#### Problems and tasks:
(a) According to the New Mexico marriage ruling excerpt, in what year was the New Mexico Constitution amended to include the equality-of-rights language?
(b) Please copy the stretch from "The New Mexico Supreme" through "and to opposite-sex couples." in the New Mexico marriage ruling excerpt, word for word.

#### Selected excerpt:
The permanent ruling is New Mexico becoming the seventeenth state to legalize same-sex marriage on Thursday.

 

The New Mexico Supreme Court unanimously affirmed on Thursday the right of same-sex partners to marry in the state, reasoning that the “protections and responsibilities that result from the marital relationship shall apply equally” to them and to opposite-sex couples.

 

With the ruling, which takes effect immediately, New Mexico becomes one of 17 states and the District of Columbia to permit same-sex marriage. Thirty-three states limit marriage to opposite-sex couples. “Today’s decision is a powerful affirmation that same-sex couples are equal members of New Mexico’s diverse culture and must be given the same legal protections and respect as other families,” Shannon Price Minter, legal director of the National Center for Lesbian Rights, which joined the American Civil Liberties Union to bring the case to court, said in a statement.

 

In a written opinion, the court’s five justices agreed that marriage rights for same-sex couples are guaranteed under the equal-protection clause of the New Mexico Constitution, amended in 1972 to state that “equality of rights under law shall not be denied on account of the sex of any person.”

Link.

 

This was a long time coming for the LGBT in New Mexico. Throughout America, New Mexico was the only state to not allow or ban sane-sex marriage, a loophole that was taken advantage of by several counties as they gave out state licenses.

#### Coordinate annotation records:
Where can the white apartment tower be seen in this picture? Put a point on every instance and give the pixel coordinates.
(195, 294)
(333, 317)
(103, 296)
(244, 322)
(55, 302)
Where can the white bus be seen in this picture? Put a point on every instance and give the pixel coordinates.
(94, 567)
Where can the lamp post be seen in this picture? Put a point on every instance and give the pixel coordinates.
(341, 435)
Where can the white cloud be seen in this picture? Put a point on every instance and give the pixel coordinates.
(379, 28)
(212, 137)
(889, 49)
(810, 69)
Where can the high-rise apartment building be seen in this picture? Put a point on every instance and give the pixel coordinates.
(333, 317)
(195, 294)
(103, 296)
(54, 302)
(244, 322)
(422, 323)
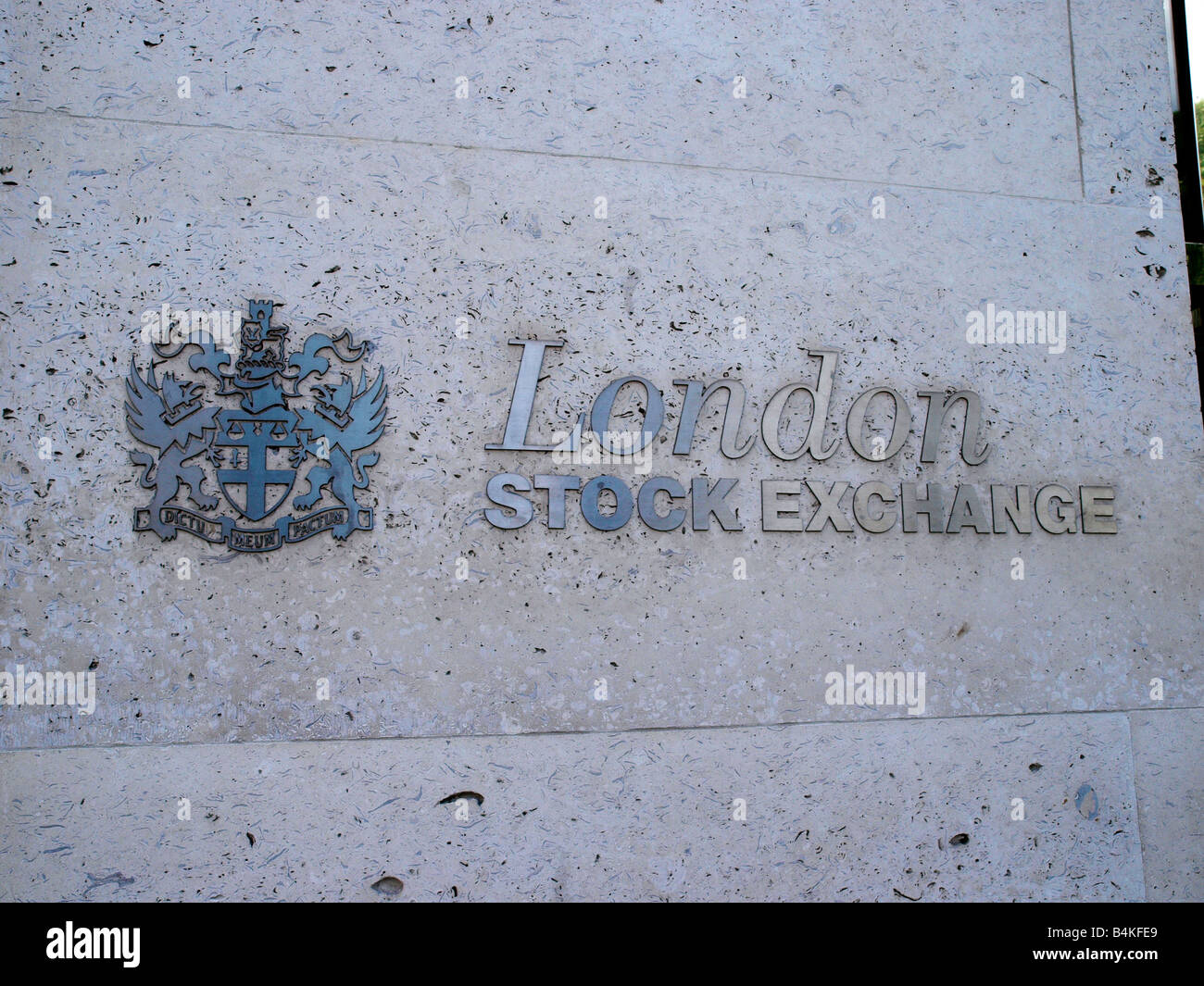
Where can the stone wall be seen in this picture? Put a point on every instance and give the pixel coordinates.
(673, 192)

#### Solved problems:
(a) 1972

(b)
The New Mexico Supreme Court unanimously affirmed on Thursday the right of same-sex partners to marry in the state, reasoning that the “protections and responsibilities that result from the marital relationship shall apply equally” to them and to opposite-sex couples.